-- START RECORDS SHOWN --
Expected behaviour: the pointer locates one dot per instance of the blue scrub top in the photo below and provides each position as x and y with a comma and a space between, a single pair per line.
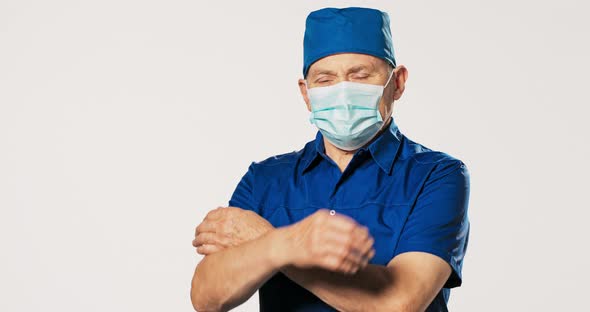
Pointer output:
410, 197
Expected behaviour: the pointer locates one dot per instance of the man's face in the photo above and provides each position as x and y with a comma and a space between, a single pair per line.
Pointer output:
356, 67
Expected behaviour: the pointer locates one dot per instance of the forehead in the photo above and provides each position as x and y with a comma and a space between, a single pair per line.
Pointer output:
346, 61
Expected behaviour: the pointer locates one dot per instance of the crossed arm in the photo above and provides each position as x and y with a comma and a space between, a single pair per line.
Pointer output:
242, 251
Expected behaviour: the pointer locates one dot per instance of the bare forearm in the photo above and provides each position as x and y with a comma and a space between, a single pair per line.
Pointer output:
367, 290
225, 279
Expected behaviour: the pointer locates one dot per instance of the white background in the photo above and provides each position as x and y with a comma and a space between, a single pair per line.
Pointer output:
123, 122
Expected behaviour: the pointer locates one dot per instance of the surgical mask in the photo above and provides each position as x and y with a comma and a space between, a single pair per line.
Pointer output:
347, 113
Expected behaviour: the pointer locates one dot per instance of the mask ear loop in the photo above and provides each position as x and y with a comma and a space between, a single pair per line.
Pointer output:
391, 110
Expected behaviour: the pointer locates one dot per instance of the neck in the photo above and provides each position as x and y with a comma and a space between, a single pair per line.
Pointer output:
343, 157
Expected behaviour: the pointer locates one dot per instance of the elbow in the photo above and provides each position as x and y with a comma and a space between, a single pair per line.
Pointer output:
201, 304
202, 301
403, 305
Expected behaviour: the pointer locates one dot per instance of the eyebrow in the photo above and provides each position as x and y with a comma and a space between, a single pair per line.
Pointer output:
354, 69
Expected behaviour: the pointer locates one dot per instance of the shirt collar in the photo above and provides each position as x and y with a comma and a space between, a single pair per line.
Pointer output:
384, 149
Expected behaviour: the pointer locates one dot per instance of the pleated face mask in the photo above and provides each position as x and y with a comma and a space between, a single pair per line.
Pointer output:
347, 113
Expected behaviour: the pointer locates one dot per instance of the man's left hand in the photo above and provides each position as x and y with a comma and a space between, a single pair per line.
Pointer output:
226, 227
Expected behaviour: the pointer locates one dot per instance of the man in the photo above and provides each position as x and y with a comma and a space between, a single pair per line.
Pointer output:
362, 218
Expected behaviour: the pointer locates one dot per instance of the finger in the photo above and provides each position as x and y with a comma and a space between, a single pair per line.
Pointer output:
208, 249
341, 222
206, 226
209, 238
214, 214
333, 242
349, 258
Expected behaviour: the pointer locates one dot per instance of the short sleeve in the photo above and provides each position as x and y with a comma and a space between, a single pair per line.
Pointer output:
438, 223
243, 194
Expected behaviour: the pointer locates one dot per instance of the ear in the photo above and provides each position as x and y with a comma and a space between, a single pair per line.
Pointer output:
401, 75
303, 91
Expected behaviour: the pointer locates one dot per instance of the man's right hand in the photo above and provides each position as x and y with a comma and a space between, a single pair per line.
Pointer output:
334, 242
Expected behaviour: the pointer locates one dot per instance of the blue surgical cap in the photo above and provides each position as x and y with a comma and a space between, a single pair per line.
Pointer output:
347, 30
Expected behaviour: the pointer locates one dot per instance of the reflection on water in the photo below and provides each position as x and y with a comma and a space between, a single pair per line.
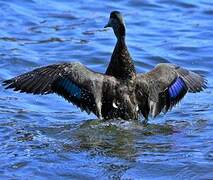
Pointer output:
44, 136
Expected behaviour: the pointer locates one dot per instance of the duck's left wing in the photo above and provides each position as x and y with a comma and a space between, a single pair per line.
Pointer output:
73, 81
164, 86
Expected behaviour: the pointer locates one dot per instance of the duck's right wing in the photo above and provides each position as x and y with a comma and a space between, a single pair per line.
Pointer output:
73, 81
164, 86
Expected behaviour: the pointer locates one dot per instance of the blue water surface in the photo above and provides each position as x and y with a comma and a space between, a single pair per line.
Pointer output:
46, 137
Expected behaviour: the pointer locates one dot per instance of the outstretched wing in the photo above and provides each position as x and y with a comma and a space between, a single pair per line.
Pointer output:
164, 86
73, 81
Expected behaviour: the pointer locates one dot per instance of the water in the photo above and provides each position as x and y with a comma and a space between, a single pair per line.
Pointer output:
45, 137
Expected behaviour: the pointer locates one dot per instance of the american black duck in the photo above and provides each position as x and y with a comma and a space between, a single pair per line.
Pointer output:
120, 92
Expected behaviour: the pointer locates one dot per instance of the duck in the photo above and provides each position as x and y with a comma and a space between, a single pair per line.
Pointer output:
120, 92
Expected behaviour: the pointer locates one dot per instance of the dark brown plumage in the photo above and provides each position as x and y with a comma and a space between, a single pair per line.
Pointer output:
120, 92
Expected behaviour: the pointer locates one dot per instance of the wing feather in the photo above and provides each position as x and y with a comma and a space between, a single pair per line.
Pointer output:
166, 85
65, 80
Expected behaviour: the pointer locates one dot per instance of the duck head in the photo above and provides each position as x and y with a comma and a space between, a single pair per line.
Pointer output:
117, 23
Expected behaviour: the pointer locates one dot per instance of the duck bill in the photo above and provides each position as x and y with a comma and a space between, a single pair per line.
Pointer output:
109, 24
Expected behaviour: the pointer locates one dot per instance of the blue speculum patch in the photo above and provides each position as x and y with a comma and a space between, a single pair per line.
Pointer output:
176, 88
70, 87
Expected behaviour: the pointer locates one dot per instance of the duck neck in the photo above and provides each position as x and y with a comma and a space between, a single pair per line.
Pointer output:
121, 65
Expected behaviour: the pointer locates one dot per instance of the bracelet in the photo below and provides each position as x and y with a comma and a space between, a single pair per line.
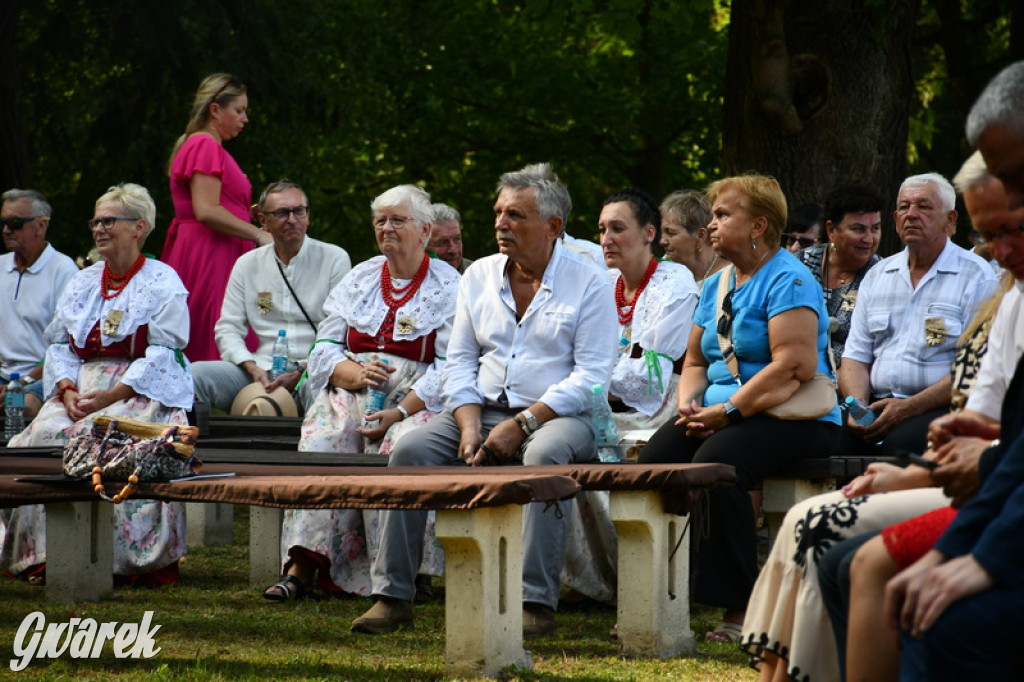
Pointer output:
67, 387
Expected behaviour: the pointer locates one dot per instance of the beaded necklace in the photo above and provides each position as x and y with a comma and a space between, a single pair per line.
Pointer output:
115, 284
388, 291
626, 310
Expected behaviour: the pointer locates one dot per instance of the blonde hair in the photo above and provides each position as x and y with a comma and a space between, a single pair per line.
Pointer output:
215, 88
763, 198
136, 202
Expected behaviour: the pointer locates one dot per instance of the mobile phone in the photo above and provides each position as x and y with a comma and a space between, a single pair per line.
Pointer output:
913, 458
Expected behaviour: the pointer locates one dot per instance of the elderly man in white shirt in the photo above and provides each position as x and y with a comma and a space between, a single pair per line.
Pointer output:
911, 307
33, 274
280, 286
535, 330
-- END RECORDS SHOWN --
WHAT THE TASK ASKS:
Please rewrite all the items above with "Pointer output" replaced by "Pointer result" throughout and everything else left unchanged. Leave the pictures out.

FINISHED ANSWER:
Expected behaviour: the pointer locates one dot per instance of the blue scrub top in the photo below and provides each position as x and y with a comma and a space between, a single pair per line.
Pointer result:
410, 197
Expected behaviour: the pointer locates one dot per instance of the man's face in the photo above and provides each position as x and y with a comma and a space between, a single pair per line.
Pointer result:
356, 67
Expected behaviour: the pointer locates one dot per instance of the forehead in the photo above and provides each position as x and y with a comma and a space between, a single pair per line.
Pointer result:
346, 61
Expected behaviour: the pointer locates one dot per instance of the crossed arm in the photo above and provides each position as x and y with a comma and a space between, a single pair per line.
Pointer result:
242, 251
Expected behaviour: the pointer locates one dot per instance of the bare forearm in the photo above and provides each position as x and y with a comma and a space between, a single pair per line.
Pointer result:
367, 290
225, 279
Expected behaviour: the pointer locates one dot per instance of the white background in the photo above and provides each position as x and y with a comma and a space between, a single pair per line.
Pointer result:
123, 122
Expected behaviour: the pointer locates one dot per instance of the surgical mask in the photo above and provides each position as x and y with a comma and a space between, a single pair per line.
Pointer result:
347, 113
Expected behaviour: the pointer locates one dot per instance of the mask ear loop in the photo above and provides each position as x and y with a comma and a space between, a single pair per line.
Pointer result:
391, 110
Expected behaviour: the pointer locates one dot per instance of the neck in the photo above and provides each position as x and y with a comma and a space between, a single pair per line.
Pointer result:
343, 157
Expected behaviour: the pointer locates one dot per instance of the elbow in the photo above and provides each position as x and y with a comma and a space between, a single pair per line.
Pointer result:
201, 304
202, 301
403, 305
Expected behaviour: the pointer locates one dot per instance of the eyebrow in the photo above and provides each position as x and y with a comma and a space between, a single pair per line.
Pointer result:
354, 69
Expected behaviour: the pointer locates one dot per instance of the shirt collar in the photo above and provides each position as x and y with a comma and a space between, a single pair per line.
Pointer result:
384, 149
Expected behaviour: the pointer locates one dot per instance of the pleated face mask in the photo above and provides each position as x and y with a comma and a space between, a single pair per line.
Pointer result:
347, 113
Expected behaviour: the pointer locates one dot per instance of the man's left hand in the photo above and provides each position as x and y with a comma and a space between, a single pair per line.
Pointer result:
226, 227
Expected behaviour: the pointer locates one dot per instance of the man in the photo above and provides each position as x and y with a comma and a space between, a single pair per line.
Pointer result:
362, 218
Expected behaviour: the pointer locates one dot per instance of the finger in the photo above and provides each position as x and y with a comma and a space between, a single pair per line.
Pointer result:
208, 249
341, 222
206, 226
209, 238
214, 214
333, 242
349, 258
Expected behaviour: the pointer locates one dot per instance of the short sleeve in the photo above and provides each position as x and y with a comma and a space between, a single pair per line.
Pointer result:
438, 223
243, 194
Expected behaviour: the pointer locates one dot per instance of the ear in the photo above and provides each position as x and y with a comma and a space between, a single pair per line.
Pointer result:
401, 75
303, 91
Expected behaviour: the pointer locates one dot per instance of the man's right hand in the photo above and provides each position as x and y with a comma and a space between, a single pair per line.
Pointer result:
334, 242
Expected behaviour: the pointer locates one dot per instance of the blue surgical cap in the photo above and provides each position as x and y with a comma and a space between, a single pair per line.
Pointer result:
347, 30
Expected behaviour: the pointer locates one dot per instance of the reflection on water in the photo below and provides each position as x and y with a comma and a space between, a single pair per line.
Pointer result:
44, 136
Expected behaviour: the pointer locates one dot per instance of the duck's left wing in the photo above and provides each position as x and y with a comma and a space between, a single pair per line.
Pointer result:
73, 81
164, 86
Expected behaviour: the pointer locates one dot per instance of the duck's right wing in the photo above and provides each position as x and y with a comma and a space between, a single pair per line.
Pointer result:
73, 81
164, 86
Expected behaviour: the pointer locates one dot per instance of the blue water surface in the photo above and provides each position as x and y with a comma and a space between, a single pair per line.
Pointer result:
46, 137
Expected behaviour: the pointer locates one dot per instance of the outstretched wing in the photo above and provides each position as x and y with a comma and a space between, a single pair per line.
Pointer result:
164, 86
73, 81
Expected behaviour: the pointer locates one dot per instance of the water in the photo above and provides each position as x and y with a comma and a space between, a single pair per line.
Pointer result:
45, 137
Expected behaviour: the pointer locates one dot per instance of the american black duck in the photo above and provides each position as x and y with a comma and a space between, a single pair per line.
Pointer result:
120, 92
Expected behaviour: the pointer locates one dot per instance of the duck in the photo above and provides each position as x and y with a comma and a space between, a single pair per line.
Pointer result:
120, 92
Expected behaviour: the pointer locates one dot per instance of the dark brown plumage in the photo above and provides each position as x and y with a comma and a space between, a single pair per line.
Pointer result:
120, 92
Expected behaviour: the pointer locates one dot per instance of the wing feather in the photo above and provides each position as x and y with a comma and a space between, a single pair per line.
Pointer result:
166, 85
65, 80
Expected behaviour: the pointer locates one dot per instance of the duck head in the photo above and provides each position as x and y with a comma and a space between, a single pair per line.
Pointer result:
117, 23
Expected behaviour: the pointer locates one dot per instance of the duck bill in the photo above and provides each position as x and y with a comma and a space between, a single pair per line.
Pointer result:
109, 24
Expected behaviour: the pointer locates one dot per instance of the blue speculum patch in the photo above and provides each position as x and y with a comma and a space between, a single pair per line.
Pointer result:
176, 88
70, 87
Expected behaviour: the pointer locates one dot per instance of the duck neck in the photo above and provides each position as x and y with a comma and a space between, a single pair per line.
Pointer result:
121, 65
Expected behaviour: the pointer locates one dot per instance of the bracelet in the photo below and provides each position as x and y with a comma and a space between, a single pair per line.
Pointer result:
67, 387
Expected behaviour: the pointer locates one dot per instance of the beaded necklace in the photo above and provides each position as x and y with a comma and a space between, a single pair per line.
Pointer result:
115, 284
388, 291
626, 310
Expected behaviour: the pointer locates one dot per instance of the blonde hair in the photo above and provides each position as x and y with a comma and a space between, a single pair per line.
Pointer result:
215, 88
763, 198
136, 202
Expected behaviour: the pointer locates one dot per instance of the mobile phone in the photo above and provides each position as x and y with a comma and a space between, a single pair per line.
Pointer result:
913, 458
Expected behaviour: the pointer locates one dot per instance of the elderly man in white shirt in the photo above and provides each position as x and y with a comma and a space between, a single pair per line.
Pointer result:
911, 307
33, 274
280, 286
535, 330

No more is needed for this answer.